┌─ LISTED ENTRIES

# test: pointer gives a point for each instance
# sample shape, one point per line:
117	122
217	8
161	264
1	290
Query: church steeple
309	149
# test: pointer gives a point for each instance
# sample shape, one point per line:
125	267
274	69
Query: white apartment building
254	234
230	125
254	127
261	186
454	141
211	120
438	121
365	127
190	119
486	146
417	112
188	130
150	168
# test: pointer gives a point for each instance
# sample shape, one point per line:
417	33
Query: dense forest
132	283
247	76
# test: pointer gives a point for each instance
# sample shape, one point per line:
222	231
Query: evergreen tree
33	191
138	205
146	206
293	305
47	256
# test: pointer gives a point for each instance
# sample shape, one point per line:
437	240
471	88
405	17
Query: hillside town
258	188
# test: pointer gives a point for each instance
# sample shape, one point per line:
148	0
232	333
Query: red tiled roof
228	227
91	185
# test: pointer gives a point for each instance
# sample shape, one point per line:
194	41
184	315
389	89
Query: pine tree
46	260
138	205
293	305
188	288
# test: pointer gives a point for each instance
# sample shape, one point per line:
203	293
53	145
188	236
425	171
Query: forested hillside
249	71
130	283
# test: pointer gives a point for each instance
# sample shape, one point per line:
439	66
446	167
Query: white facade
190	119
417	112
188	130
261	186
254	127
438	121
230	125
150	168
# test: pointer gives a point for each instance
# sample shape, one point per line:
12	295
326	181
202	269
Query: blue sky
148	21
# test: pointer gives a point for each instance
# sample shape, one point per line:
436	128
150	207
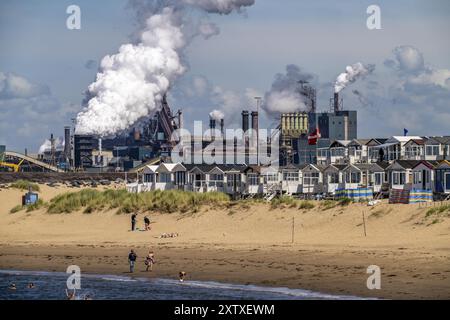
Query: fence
418	195
399	196
360	194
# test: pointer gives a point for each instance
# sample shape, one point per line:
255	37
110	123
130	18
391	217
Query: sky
45	69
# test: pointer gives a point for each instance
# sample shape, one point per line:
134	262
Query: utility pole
258	102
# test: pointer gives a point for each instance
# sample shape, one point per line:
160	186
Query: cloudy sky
45	69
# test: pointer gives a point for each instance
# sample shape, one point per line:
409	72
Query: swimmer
70	295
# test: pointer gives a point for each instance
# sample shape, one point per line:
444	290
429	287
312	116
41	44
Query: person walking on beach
132	259
147	223
150	260
133	221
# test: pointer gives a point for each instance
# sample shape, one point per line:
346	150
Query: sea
52	286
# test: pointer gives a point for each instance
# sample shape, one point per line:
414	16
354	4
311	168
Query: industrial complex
317	153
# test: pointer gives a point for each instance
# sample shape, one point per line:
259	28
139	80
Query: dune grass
164	201
289	202
31	207
25	185
441	211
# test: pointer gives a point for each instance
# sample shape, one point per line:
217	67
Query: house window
432	150
417	177
333	177
270	178
352	177
148	177
290	176
311	178
378	178
164	177
398	178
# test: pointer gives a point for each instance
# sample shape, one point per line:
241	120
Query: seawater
51	286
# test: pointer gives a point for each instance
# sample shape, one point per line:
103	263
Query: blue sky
321	37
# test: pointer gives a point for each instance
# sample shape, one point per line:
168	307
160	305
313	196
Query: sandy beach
243	244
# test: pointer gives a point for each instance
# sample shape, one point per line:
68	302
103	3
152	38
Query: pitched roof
407	164
430	164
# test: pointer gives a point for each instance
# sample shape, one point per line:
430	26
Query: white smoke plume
131	83
351	74
284	95
47	145
216	115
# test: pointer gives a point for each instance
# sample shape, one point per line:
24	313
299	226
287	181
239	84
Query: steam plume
216	115
132	82
351	74
284	95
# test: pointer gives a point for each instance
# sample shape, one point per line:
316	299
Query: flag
314	136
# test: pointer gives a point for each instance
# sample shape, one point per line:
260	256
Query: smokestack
245	121
100	146
222	127
67	143
336	102
180	119
137	134
212	123
255	126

└─

> _THE PROBLEM_: Exact copy, no pictures: return the entries word for word.

> _SOLUTION FOR THIS TASK_:
# test: pointer gives a point for each instance
# sample shape, one point per line:
117	122
217	8
161	264
1	290
Query: church steeple
309	149
# test: pointer gives a point for each instance
# sample shape, one point per line:
125	267
274	69
Query: white apartment building
254	234
230	125
254	127
261	186
454	141
211	120
438	121
365	127
190	119
486	146
417	112
188	130
150	168
# test: pointer gives a point for each instance
# sample shape, one point per line:
417	33
Query: dense forest
132	283
247	76
# test: pointer gives a point for each instance
# sample shape, one point per line:
222	231
Query: evergreen tree
33	191
138	205
146	206
293	305
47	256
# test: pointer gives a point for each instance
# sample shape, one point per line:
437	240
471	88
405	17
Query: hillside town
258	188
# test: pointer gives a point for each instance
# sample shape, one point per line:
148	0
232	333
Query: red tiled roof
228	227
91	185
# test: pointer gives a point for each instance
# sample shape, one point per line:
194	41
184	315
389	89
Query: pine tree
46	260
138	205
293	305
188	288
# test: pointer gives a point for each instance
# sample shape, one point per line:
203	293
53	145
188	236
425	171
Query: forested hillside
249	71
130	283
# test: pointer gives a point for each instance
# sample shape, one point per line:
439	66
446	167
Query: white facade
190	119
417	112
188	130
261	186
254	127
438	121
230	125
150	168
# test: pointer gives a point for each instance
# sample shape, one point per line:
12	295
326	181
202	269
Query: blue sky
148	21
# test: pointer gives a point for each instance
# sample shape, one point per line:
436	128
150	207
Query: fence
418	195
399	196
360	194
# test: pointer gives a point for each instance
# sample shape, one point per line:
255	37
110	123
130	18
391	217
Query: sky
45	69
# test: pointer gives a point for each instance
# sample shape, one point per line:
134	262
Query: utility pole
258	102
# test: pointer gives a point for each instance
# sample shape, one point per line:
160	186
Query: cloudy sky
45	69
# test: pointer gives a point for each instance
# sample shape, one point per line:
409	72
Query: swimmer
70	295
# test: pointer gives a point for each instance
# sample shape, one point per line:
444	290
429	287
312	116
41	44
Query: person walking on beach
132	259
147	223
150	260
133	221
# test: pointer gives a point for each instance
# sample shape, one point per line:
346	150
Query: sea
52	286
# test: pointer gives a point for each instance
# sample shape, one point per line:
414	16
354	4
311	168
Query: industrial complex
317	153
# test: pointer gives a point for each instance
# sample shape, one point per line:
259	28
139	80
Query: dune grass
164	201
289	202
31	207
25	185
441	211
# test: pointer gives a point for each instance
# sample shape, one point per line:
217	67
Query: house window
432	150
417	177
333	177
270	178
352	177
148	177
290	176
311	178
378	178
164	177
398	178
# test: pointer gives a point for each instance
# sample shape, one point per line:
241	120
Query: seawater
51	286
# test: pointer gives a point for each instance
# sample shape, one point per line:
103	263
Query: blue sky
321	37
# test: pointer gives a point for each instance
# sample shape, one point per line:
168	307
160	305
313	196
Query: sandy beach
243	244
# test: pointer gives a point for each instance
# sample shape, one point per line:
68	302
103	3
152	38
Query: pitched roof
407	164
430	164
# test: pointer gives a point for each instance
# sample shape, one point per line:
430	26
Query: white smoke plume
131	83
351	74
284	95
47	145
216	115
# test: pointer gives a point for each instance
# sample shape, one point per line:
24	313
299	226
287	181
239	84
Query: steam plume
216	115
132	82
351	74
284	95
# test: pointer gives a point for each instance
# sample shape, one point per line:
316	299
Query: flag
314	136
# test: pointer gives a point for each instance
# sample shape, one point per line:
260	256
Query: smokestack
245	121
100	146
222	127
67	143
336	102
180	119
137	134
212	123
255	126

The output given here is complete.